*EXCERPT PROVIDED:*
<<<<

Where I Live
My grandmother had a silver teapot.
It grew black inside and out,
So she had it dipped in a bubbling vat
Of chrome, from base to spout.
It never needed polish then
Or any special tender care,
And she could spend a lot more time
Combing and combing her brittling hair.
One cannot tend to everything.
I know I have to pick and choose
Among the things with shine I love
And those I’ll really use.
But magpie words! Those ones I hoard,
The ones I find and love the best,
I’ll use their gleam and chainmail strength
To weave a place to live: this nest.
Leslie Schultz
This kind of poetic structure, the simple ABCB quatrain, is the first form I used when I started writing poetry at age eight, although I believe that the first form I encountered was the couplet. Remember this?
“In an old house in Paris, that was covered in vines,
Lived twelve little girls in two straight lines.”

>>>>

*GIVEN MATERIAL:*
<<<<

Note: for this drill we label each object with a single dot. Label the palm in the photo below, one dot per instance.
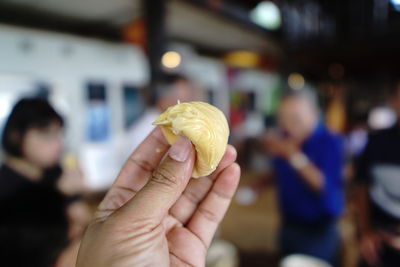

>>>>

*STATED EXERCISE A:* Transcribe the "Where I Live" excerpt, beginning at the words "Leslie Schultz" and stopping after "couplet. Remember this?".
*STATED EXERCISE B:* Pick up the "Where I Live" excerpt from its final sentence and continue it.
The lines above have no connection to the "Where I Live" excerpt.

*EXERCISE OUTPUT A:*
Leslie Schultz
This kind of poetic structure, the simple ABCB quatrain, is the first form I used when I started writing poetry at age eight, although I believe that the first form I encountered was the couplet. Remember this?

*EXERCISE OUTPUT B:*
They are, of course, the immortal opening lines to Madeline by Ludwig Bemelmans, 1939. I probably feel about them the way ancient Greeks felt about Homer’s opening lines in the Iliad. Instantly, their incantatory quality summons me to a different place, a hyper-real place of story, a realm where the littlest person is fearless, kind, strong, and brave.
Today I am thinking of the of how my life is built of words as much as out of material substances like molecules of air or water or food. I am also watching the intent activity of birds in our back garden–robins, wrens, crows, and swallows–as they seek material to build their nests, singing or scolding or advising the entire time.
Some words I am enchanted with at the moment, for no particular reason:
Scabbard
Starboard
Vellum
Pleached
Hornbeam
Vertiginous
Sump
I would enjoy knowing if you have any current favorite words at the moment–and, if so, do you simply savor them or do you find them useful?
Until tomorrow!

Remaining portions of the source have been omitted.